◆ Aim: Output the material word for word. Leave each picture out.

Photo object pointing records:

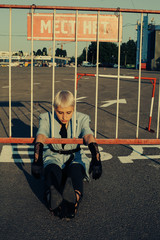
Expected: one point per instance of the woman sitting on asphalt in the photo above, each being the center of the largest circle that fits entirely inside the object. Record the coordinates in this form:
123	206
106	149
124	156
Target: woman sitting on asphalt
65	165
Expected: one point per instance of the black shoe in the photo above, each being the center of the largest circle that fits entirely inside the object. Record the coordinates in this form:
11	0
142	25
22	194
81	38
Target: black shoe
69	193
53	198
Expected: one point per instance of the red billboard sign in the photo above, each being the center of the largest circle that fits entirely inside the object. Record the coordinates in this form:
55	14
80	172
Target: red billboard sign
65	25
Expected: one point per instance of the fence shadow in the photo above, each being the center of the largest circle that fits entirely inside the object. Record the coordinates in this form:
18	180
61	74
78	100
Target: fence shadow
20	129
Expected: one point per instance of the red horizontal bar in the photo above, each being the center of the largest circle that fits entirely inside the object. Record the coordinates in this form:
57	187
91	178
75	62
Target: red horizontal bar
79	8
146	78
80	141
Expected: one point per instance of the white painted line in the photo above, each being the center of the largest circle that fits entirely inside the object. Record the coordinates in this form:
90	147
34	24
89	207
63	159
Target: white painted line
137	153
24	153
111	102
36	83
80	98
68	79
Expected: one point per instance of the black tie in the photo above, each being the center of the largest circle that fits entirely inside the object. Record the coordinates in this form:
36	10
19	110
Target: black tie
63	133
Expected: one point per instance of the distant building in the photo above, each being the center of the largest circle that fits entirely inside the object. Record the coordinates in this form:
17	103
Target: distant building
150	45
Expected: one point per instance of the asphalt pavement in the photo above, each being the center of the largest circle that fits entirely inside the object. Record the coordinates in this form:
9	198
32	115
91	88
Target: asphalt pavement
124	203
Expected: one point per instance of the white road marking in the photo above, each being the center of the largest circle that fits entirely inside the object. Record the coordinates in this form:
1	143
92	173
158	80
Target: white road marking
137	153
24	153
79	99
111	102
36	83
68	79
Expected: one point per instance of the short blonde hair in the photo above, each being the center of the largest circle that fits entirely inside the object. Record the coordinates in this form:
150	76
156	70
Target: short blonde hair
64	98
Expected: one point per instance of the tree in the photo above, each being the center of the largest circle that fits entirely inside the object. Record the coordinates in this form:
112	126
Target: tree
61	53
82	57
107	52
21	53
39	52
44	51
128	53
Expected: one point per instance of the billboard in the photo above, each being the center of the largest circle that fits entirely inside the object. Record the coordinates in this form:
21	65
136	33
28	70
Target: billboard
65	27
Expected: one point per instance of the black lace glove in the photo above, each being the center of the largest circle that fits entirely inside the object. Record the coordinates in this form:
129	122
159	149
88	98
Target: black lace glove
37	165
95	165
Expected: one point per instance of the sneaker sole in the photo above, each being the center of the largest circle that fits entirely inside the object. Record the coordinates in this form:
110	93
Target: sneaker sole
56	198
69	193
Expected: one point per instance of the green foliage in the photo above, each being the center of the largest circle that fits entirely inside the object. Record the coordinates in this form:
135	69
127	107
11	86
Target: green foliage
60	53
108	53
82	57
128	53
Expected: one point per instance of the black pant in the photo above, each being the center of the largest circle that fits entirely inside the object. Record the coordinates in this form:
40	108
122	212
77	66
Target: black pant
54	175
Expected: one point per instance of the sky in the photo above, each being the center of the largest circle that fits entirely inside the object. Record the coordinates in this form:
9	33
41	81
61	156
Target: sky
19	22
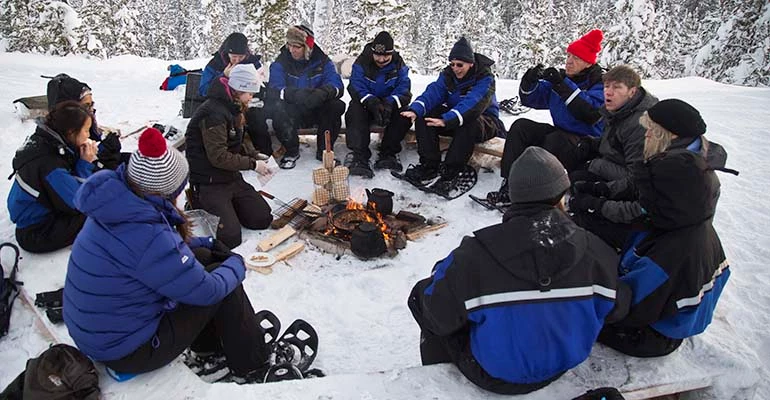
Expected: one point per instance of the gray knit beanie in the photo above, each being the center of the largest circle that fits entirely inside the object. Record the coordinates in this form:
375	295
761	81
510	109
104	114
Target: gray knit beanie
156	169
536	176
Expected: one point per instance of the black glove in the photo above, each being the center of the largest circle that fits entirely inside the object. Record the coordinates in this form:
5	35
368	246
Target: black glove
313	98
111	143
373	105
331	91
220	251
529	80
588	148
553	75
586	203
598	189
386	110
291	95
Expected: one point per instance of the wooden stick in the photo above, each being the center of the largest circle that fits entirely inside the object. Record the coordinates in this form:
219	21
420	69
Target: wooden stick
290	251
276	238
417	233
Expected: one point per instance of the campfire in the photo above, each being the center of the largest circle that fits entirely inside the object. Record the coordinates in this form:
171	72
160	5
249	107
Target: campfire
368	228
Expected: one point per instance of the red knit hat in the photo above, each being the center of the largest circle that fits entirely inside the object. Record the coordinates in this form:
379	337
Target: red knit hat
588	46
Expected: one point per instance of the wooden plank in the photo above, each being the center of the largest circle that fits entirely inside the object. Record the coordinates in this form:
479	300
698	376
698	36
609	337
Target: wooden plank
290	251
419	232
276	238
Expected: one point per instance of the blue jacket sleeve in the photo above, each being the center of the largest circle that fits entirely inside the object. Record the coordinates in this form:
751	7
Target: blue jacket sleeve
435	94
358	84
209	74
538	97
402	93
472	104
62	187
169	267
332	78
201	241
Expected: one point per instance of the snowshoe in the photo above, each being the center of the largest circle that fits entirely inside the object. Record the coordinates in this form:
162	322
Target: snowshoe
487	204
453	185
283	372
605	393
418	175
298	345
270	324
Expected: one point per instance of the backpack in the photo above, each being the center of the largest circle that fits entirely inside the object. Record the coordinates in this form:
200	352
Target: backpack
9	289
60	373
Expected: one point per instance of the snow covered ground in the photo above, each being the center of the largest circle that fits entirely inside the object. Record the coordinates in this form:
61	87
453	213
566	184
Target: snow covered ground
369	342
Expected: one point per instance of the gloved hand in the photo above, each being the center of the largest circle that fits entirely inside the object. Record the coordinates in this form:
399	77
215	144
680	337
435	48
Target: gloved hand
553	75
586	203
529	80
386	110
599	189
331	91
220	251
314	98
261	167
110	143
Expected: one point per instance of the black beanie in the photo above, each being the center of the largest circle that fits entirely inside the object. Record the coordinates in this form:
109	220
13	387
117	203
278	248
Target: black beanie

◆ Answer in full:
Expected: one point per instance of the woman sitting on asphalt in the photo above, each being the center of the largest circle that fits entirely inside the object. Record the coordinates in this form:
123	206
106	149
124	156
Target: woman sitting on asphalt
65	165
Expected: one point per instance of the black shoe in the photo above, each being the center of the largest circle that fits entirely inside the object. Record the coordinates in this form:
11	0
142	25
22	194
81	38
Target: black shoe
69	193
53	198
Expected: one point per instance of the red billboard sign in the photo above, each being the center of the largest circle that fits entirely inside the object. Record the coordinates in this form:
55	14
80	172
Target: red billboard sign
65	25
Expected: one point per instance of the fence shadow in the photo above, each being the center of the largest circle that fits entirely inside the object. Record the coordinates in this form:
18	180
61	74
78	100
Target: fence shadow
20	129
Expected: one point per instance of the red horizontal bar in the photo above, each being the center of the largest circle that fits entirely inside the object. Record the coordinates in this form:
57	187
91	178
75	62
Target: red horizontal bar
79	8
146	78
80	141
Expected: one point per instance of the white painted line in the photo above, each being the center of the largest circle that fits entirely inside the object. Record the coordinates in this form:
90	147
34	24
89	207
63	159
Target: white painted line
137	153
24	153
111	102
36	83
80	98
68	79
Expected: one point per instance of the black tie in the photo above, each being the center of the largest circle that fits entirely inside the object. Record the coordinates in this form:
36	10
19	110
Target: black tie
63	133
Expected: one point per instance of the distant building in the photo above, each being the center of the largest circle that fits entirely inside the object. Record the coordinates in this form:
17	103
Target: distant building
150	45
Expected: one point per instance of the asphalt pavement in the photo above, each being the center of the largest circle that fits entirely inside the object. Record the coordinates in this form:
9	198
32	115
91	88
Target: asphalt pavement
124	203
Expected: one point per instance of the white road marking in the photo above, each being the center of the largest circle that fits entirely inside the object. Record the coordinates in this form:
1	143
92	173
158	80
Target: white road marking
137	153
24	153
79	99
111	102
36	83
68	79
Expected: one point per instance of the short blonde hair in the photo above, each being the center of the largest circle that fits entirely inside the object. Record the coordinates in this form:
150	76
156	70
Target: short blonde hair
64	98
Expected: one point per instance of the tree in the photo above, each being the center of the largest circle that fits entirely inside the object. Record the coordinates in this form:
112	126
Target: tree
61	53
82	57
107	52
21	53
39	52
44	51
128	53
Expected: one point per instance of the billboard in the photo above, each being the center of the largest circle that fits entirely inside the object. Record the coordinates in this form:
21	65
136	33
28	70
Target: billboard
65	27
Expected: one point per instance of the black lace glove in the photo above, each being the center of the largest circle that fits entirely inside the object. Record the coordinates in this form:
129	122
159	149
88	98
Target: black lace glove
37	165
95	165
Expected: one point per instance of the sneaker sole in the photo above, each being the center of the largest circle that fits entirely inside the object. Record the coordinates in this form:
110	93
Target: sneaker sole
56	198
69	193
Expected: one point per instance of the green foliage in the photo above, each being the center of the largest circle that fits entirely inside the object. Record the coordinates in this form:
135	69
127	107
11	86
Target: green foliage
60	53
108	53
82	57
128	53
Expected: one point per instance of the black pant in the photo above, each being the center of the largest circle that fits entirely inside the object. Record the coordinates in this form:
40	108
122	212
77	66
Target: black pant
54	175
Expected: one point per instance of the sky in the photo above, each being the center of the largest circle that fits entirely inside the object. Record the coordinates in this form:
9	33
41	81
61	156
Target: sky
19	22
Expected: one point per instance of the gray knit beanie in the photo above, each being the center of the largest circle that fits entirely inside the object. Record the coordinates in this form:
375	295
761	81
510	109
104	114
Target: gray knit beanie
156	169
536	176
Expected: one point per instance of the black glove in the photo above, each being the center of the largest circle that fits entirely inside the object. Record the coordinates in this form:
5	35
368	246
Target: black glove
313	98
111	143
373	105
331	91
220	251
529	80
588	148
553	75
586	203
598	189
386	110
291	95
Expected: one point per instance of the wooden stick in the photo above, each being the center of the largest circle that fits entirely inside the object. Record the coordinates in this form:
219	21
420	69
Target: wooden stick
290	251
276	238
417	233
Expected: one point per instance of the campfire in the photo above, each being the center of the largest circle that fits entirely inside the object. Record the coordinates in this form:
171	72
160	5
249	107
Target: campfire
368	228
Expected: one point per instance of the red knit hat in the photo above, each being the center of the largest circle that fits entirely inside the object. Record the coordinates in this form:
379	337
Target: red knit hat
588	46
Expected: one point per instance of the wooden plank in the photo above, each being the center of the largest circle that fits entirely inside the object. Record the coordinates in this form:
479	300
698	376
698	36
609	337
Target: wooden plank
290	251
419	232
276	238
Expected: one point per instance of the blue jacket sleeve in the photo above, each being the center of the largest circle that fits entirely inside the object. Record the coordinates in this form:
751	7
Target: blue jacket sleeve
435	94
358	84
209	74
538	97
402	93
472	104
62	187
169	267
332	78
201	241
Expected: one point per instance of the snowshoe in the photo above, each being the center of the largest circle that fits entirely inside the object. Record the coordinates in this form:
162	322
Target: snowshoe
487	204
453	185
283	372
605	393
418	175
298	345
270	324
Expected: one point per instance of the backpack in the photo above, each being the center of the largest circle that fits entirely inside the object. Record the coordinates in this form:
200	352
Target: backpack
9	289
60	373
Expected: one point per instance of the snow covered ground in the photo above, each being the center of the largest circle that fits entirely inside the object. Record the coordinates in this form:
61	87
453	213
566	184
Target: snow covered ground
369	342
Expected: one point per instance of the gloved hand in the photo above, each being the center of the largest circle that fits entirely inside the object. Record the coordinates in this form:
399	77
215	144
680	337
435	48
Target: gloved hand
553	75
586	203
529	80
386	110
599	189
331	91
220	251
314	98
261	167
110	143
Expected: one point per instance of the black beanie in the photo above, each being the center of the largest circle that fits entirely inside the object. Record the coordinates in this form:
109	220
13	387
117	203
278	248
Target: black beanie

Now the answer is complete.